Challenge: Render every line of the entries below as a numbered list, skipping blank lines and leaving the pictures out.

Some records
┄┄┄┄┄┄┄┄┄┄┄┄┄┄┄┄┄┄┄┄
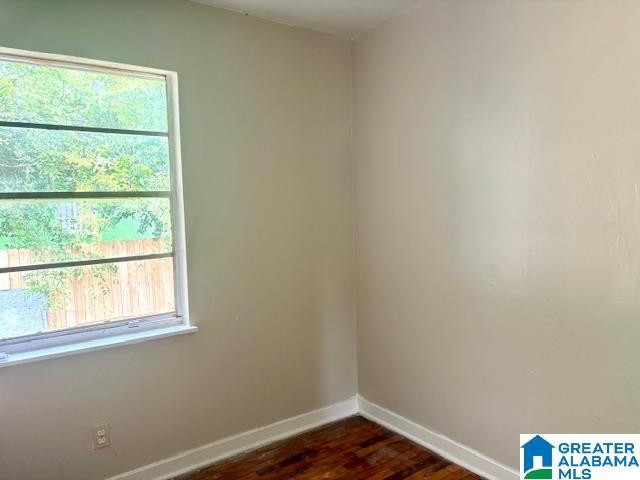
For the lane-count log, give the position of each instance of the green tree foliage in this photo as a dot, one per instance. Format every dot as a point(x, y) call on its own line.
point(37, 160)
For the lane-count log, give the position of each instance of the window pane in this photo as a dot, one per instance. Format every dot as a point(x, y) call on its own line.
point(64, 96)
point(48, 300)
point(37, 231)
point(34, 160)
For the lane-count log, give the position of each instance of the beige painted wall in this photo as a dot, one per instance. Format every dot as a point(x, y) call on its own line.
point(498, 218)
point(266, 113)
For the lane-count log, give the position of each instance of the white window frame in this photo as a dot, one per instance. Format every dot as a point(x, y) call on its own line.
point(131, 330)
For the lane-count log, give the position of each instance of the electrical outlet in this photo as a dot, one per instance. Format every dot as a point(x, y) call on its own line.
point(100, 434)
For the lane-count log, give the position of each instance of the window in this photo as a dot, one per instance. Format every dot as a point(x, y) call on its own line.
point(91, 227)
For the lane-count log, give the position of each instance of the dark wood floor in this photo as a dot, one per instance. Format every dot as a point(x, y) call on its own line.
point(351, 449)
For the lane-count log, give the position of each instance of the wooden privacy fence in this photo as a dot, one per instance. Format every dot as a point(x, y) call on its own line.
point(102, 292)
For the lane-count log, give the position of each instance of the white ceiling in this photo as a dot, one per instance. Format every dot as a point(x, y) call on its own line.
point(348, 18)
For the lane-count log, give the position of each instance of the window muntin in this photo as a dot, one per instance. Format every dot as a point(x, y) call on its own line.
point(88, 202)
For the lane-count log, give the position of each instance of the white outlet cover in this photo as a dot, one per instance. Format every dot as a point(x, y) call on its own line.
point(100, 436)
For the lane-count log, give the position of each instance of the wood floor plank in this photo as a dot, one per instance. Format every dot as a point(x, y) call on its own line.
point(350, 449)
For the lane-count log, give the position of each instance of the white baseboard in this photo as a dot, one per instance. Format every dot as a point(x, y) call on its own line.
point(436, 442)
point(213, 452)
point(207, 454)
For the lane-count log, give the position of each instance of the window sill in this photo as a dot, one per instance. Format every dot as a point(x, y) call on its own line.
point(37, 354)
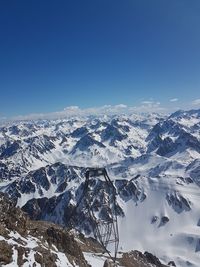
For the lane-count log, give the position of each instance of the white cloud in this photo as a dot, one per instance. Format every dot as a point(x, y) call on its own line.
point(173, 100)
point(196, 102)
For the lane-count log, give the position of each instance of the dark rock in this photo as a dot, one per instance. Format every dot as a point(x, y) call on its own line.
point(5, 253)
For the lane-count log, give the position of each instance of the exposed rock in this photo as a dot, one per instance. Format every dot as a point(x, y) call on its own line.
point(138, 259)
point(5, 253)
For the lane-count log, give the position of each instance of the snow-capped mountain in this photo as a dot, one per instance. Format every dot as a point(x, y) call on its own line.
point(152, 160)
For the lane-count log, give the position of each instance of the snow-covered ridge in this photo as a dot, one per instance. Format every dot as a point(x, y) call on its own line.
point(153, 162)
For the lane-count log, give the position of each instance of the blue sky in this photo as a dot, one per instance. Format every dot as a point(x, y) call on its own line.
point(56, 54)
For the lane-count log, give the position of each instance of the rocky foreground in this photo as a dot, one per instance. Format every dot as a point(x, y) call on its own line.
point(24, 242)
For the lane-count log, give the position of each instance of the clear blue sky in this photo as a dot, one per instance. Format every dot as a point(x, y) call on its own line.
point(89, 53)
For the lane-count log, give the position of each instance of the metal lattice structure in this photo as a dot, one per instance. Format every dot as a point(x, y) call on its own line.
point(105, 230)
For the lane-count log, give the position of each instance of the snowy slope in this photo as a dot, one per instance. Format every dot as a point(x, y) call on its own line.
point(153, 162)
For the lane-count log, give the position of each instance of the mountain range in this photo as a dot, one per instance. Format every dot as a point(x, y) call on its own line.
point(153, 161)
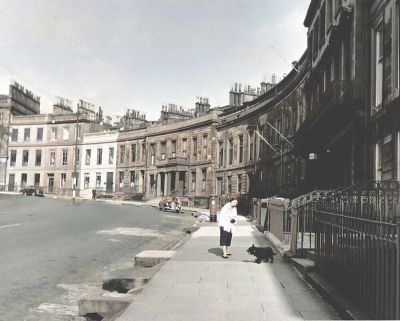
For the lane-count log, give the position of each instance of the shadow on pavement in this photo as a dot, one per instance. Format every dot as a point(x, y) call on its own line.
point(216, 251)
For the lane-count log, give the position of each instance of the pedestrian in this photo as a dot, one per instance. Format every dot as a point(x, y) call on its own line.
point(226, 222)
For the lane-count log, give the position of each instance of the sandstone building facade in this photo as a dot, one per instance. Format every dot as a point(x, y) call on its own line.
point(332, 122)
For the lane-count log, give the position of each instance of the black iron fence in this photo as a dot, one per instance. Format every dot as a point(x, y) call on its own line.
point(356, 237)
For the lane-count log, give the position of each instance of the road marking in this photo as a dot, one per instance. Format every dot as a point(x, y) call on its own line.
point(131, 231)
point(58, 309)
point(66, 303)
point(9, 225)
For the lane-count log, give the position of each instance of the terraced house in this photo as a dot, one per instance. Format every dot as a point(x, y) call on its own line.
point(331, 122)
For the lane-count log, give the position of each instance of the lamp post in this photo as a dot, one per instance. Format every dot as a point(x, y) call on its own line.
point(75, 174)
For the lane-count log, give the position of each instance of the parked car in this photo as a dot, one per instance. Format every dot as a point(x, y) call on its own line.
point(32, 191)
point(170, 204)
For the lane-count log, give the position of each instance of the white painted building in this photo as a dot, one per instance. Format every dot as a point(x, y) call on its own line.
point(98, 163)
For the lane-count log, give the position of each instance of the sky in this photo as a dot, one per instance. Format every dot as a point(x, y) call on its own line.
point(142, 54)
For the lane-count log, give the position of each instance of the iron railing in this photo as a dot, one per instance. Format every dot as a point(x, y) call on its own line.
point(355, 234)
point(360, 255)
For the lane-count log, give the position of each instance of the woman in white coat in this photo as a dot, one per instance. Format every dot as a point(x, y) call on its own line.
point(226, 222)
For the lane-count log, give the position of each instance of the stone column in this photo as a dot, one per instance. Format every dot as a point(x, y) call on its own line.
point(159, 184)
point(177, 183)
point(166, 183)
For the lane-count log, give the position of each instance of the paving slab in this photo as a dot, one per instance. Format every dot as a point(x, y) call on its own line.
point(198, 284)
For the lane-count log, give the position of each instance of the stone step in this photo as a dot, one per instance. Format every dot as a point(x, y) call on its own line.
point(303, 265)
point(149, 258)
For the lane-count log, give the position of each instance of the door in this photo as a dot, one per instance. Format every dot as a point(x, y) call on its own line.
point(110, 182)
point(50, 184)
point(11, 182)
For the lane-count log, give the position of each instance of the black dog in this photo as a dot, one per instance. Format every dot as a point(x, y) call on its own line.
point(261, 253)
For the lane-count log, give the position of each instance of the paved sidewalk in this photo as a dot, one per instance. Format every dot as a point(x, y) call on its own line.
point(198, 284)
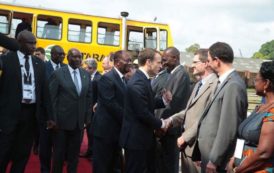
┄┄┄┄┄┄┄┄┄┄┄┄┄┄┄┄┄┄┄┄
Answer to this exercise:
1. For the lane-count log, give the position of each instance of the green tree foliage in this photo as a dot, one per instance. Format every dot as a point(x, y) call on its own line.
2. point(37, 160)
3. For the lane-count log, give the position of each instance of the window pane in this photo as a dot, one per instance. Format every dot as a point(x, y) call on its own line.
4. point(64, 96)
5. point(48, 300)
6. point(37, 231)
7. point(34, 160)
8. For the lane-count log, give the position of each instance of the beige painted wall in this photo as a dot, one per instance. Format every dot as a point(x, y) call on its own line.
9. point(498, 218)
10. point(266, 113)
11. For the lane-count log, give the position of each instance of the white window frame in this photo as a dot, one per instance. Format every dot as a point(x, y) call on its own line.
12. point(131, 330)
13. For the lane-count log, give the position of each instance of the electrical outlet in this photo as a dot, one per instance. Format every dot as a point(x, y) call on its own line.
14. point(100, 434)
15. For the lane-count log, give the position of each instance of the window in this photo as a dot, one per instance. Format every dot as a point(x, y) call on its own line.
16. point(91, 227)
17. For the lane-count log, give the position of each instance of the dark wood floor in this photo as a dot, one per instance. Format every dot as a point(x, y) call on its own line.
18. point(351, 449)
19. For the lane-count log, give the position of each instance of the wooden privacy fence in this photo as a dot, one per instance. Format every dot as a point(x, y) call on its own line.
20. point(102, 292)
21. For the lane-count log, give the position of each instance of the white ceiling in this photo as a dot, one per instance. Format every dot as a point(x, y) call on its own line.
22. point(348, 18)
23. For the lane-count log, give the position of each instance of the window muntin in this photo as a dot, one per instance. Format every dot as a point(x, y) call on its own line.
24. point(88, 202)
25. For the lane-count log, give the position of each instance of the white outlet cover in this photo as a dot, one per instance. Format every dot as a point(x, y) call on its own line.
26. point(100, 436)
27. For the lane-count log, give the position of each instance of the wood floor plank in this photo as a dot, one per instance. Format every dot as a point(x, y) call on its own line.
28. point(350, 449)
29. For the lane-count log, give the position of each instance of the white baseboard in this photo as a dot, one per instance. Format every dot as a point(x, y) call on its own line.
30. point(436, 442)
31. point(213, 452)
32. point(207, 454)
33. For the lane-count log, give the position of each instance of the window sill in this photo as a dot, one per instance. Format every dot as a point(x, y) call on its own line.
34. point(37, 354)
35. For the lane-count log, give the position of each instance of the white cloud in this photo as a dot, one per instance. Format every dot as a point(x, y) call on its own line.
36. point(173, 100)
37. point(196, 102)
38. For the lane-count log, give the position of each instance of the dark rock in this photo as a dot, one per instance. Format every dot as a point(x, y) call on its own line.
39. point(5, 253)
40. For the lane-count log, give the position of each instance of the exposed rock in this photo as a dot, one per instance. Format every dot as a point(x, y) call on its own line.
41. point(138, 259)
42. point(5, 253)
43. For the lane-count log, give the position of each instance of the snow-capped mountain in this photo as a dot, one per instance. Format every dot as a point(x, y) call on its own line.
44. point(152, 160)
45. For the lane-count log, give the position of each instance of the snow-covered ridge in this photo as a dot, one per instance. Format every dot as a point(x, y) call on its own line.
46. point(153, 162)
47. For the lane-count log, give the position of each instance of the blue sky in this photo as a dot, one per instance. Format every dot as a point(x, y) call on its own line.
48. point(56, 54)
49. For the lane-count log, give the position of each instance of the rocky foreground in this photo as a dot, one per instance. Format every dot as a point(x, y) call on its own line.
50. point(24, 242)
51. For the lane-count log, give the position of each instance of the clear blue sky in this photo as a dot, one per instance. Format every dot as a point(x, y) call on its own line.
52. point(89, 53)
53. For the lane-count log, give the position of each instance of the metal lattice structure in this photo as a dot, one per instance. Format every dot as a point(x, y) call on its own line.
54. point(105, 230)
55. For the lane-count log, give the position of each instance of the snowy slope in this photo as a dot, one per instance. Format every dot as a point(x, y) call on its own line.
56. point(153, 162)
57. For the lane-count log, give the position of each instance of the mountain range in this photo as a dot, one per instance. Format every dot as a point(x, y) call on its own line.
58. point(153, 161)
59. For the lane-count log, give the position of each instance of the shadow on pavement in this photo as a dot, one per instance. Format every dot as a point(x, y) call on its own line.
60. point(216, 251)
61. For the lane-count log, give the position of each instance of the pedestrian in this photo as a dot, one per instance. Format every dot as a point(x, y) call on its own line.
62. point(226, 222)
63. For the lane-count log, give the position of each instance of the sandstone building facade in this photo as a dot, one per instance. Format every dot as a point(x, y) call on its own line.
64. point(332, 122)
65. For the lane-count log, give the position of each instance of the black iron fence in this photo as a dot, one per instance. Format every dot as a point(x, y) call on its own line.
66. point(356, 237)
67. For the lane-count log, give the position of each instance of the road marking in this photo as a dot, one per instance. Format every dot as a point(x, y) call on its own line.
68. point(131, 231)
69. point(58, 309)
70. point(66, 303)
71. point(9, 225)
72. For the lane-count log, give the position of each instance of the terraced house in this photo as a dot, one per instance. Format every dot as a point(x, y) call on its own line.
73. point(331, 122)
74. For the lane-count log, give the position of each instance of the lamp post in this photo as a dot, one per instance. Format every dot as a point(x, y) call on its own line.
75. point(75, 174)
76. For the lane-count log, give the position of each instance of the parked car in this photo as a dot, one per instance. Format every dot as a point(x, y) call on its own line.
77. point(32, 191)
78. point(170, 204)
79. For the lane-count log, give the position of each instance of the white painted building in this photo as a dot, one per instance. Format every dot as a point(x, y) call on its own line.
80. point(98, 163)
81. For the lane-count log, give the position of each instance of the sky in this photo as a dot, one per instance. Format every dot as a point(x, y) call on its own line.
82. point(142, 54)
83. For the lane-count log, give the position of each instance of the iron railing in this photo as a dot, one per instance. Format every dot as a point(x, y) call on its own line.
84. point(355, 234)
85. point(360, 255)
86. For the lane-count log, give the position of each instance of the woman in white coat in this photo as a dot, one per instance. Format every dot as a point(x, y) call on its own line.
87. point(226, 222)
88. For the lane-count log, give the position of each instance of the stone column in this photo as a dot, one per instance. Format every dot as a point(x, y) call on its own line.
89. point(159, 184)
90. point(177, 183)
91. point(166, 183)
92. For the lane-count log, give the position of each instance of the paving slab in this photo as a dot, one per instance. Format every dot as a point(x, y) call on its own line.
93. point(198, 284)
94. For the lane-count log, give the position of each instance of the stone step in this photo as a dot, one per instance. Format every dot as a point(x, y) call on its own line.
95. point(303, 265)
96. point(149, 258)
97. For the lane-count log, give the position of each instance of the door in this photo as a dot, one per instance. Format every dot as a point(x, y) call on its own line.
98. point(110, 182)
99. point(50, 184)
100. point(11, 182)
101. For the lane-count log, give the position of each instance of the black dog in this photo as a dot, one per instance. Format every dot as a point(x, y) call on its own line.
102. point(261, 253)
103. For the lane-count log, give the position of each instance of the paved sidewalk in this photo as a dot, one per instance. Format every dot as a point(x, y) call on its own line.
104. point(198, 284)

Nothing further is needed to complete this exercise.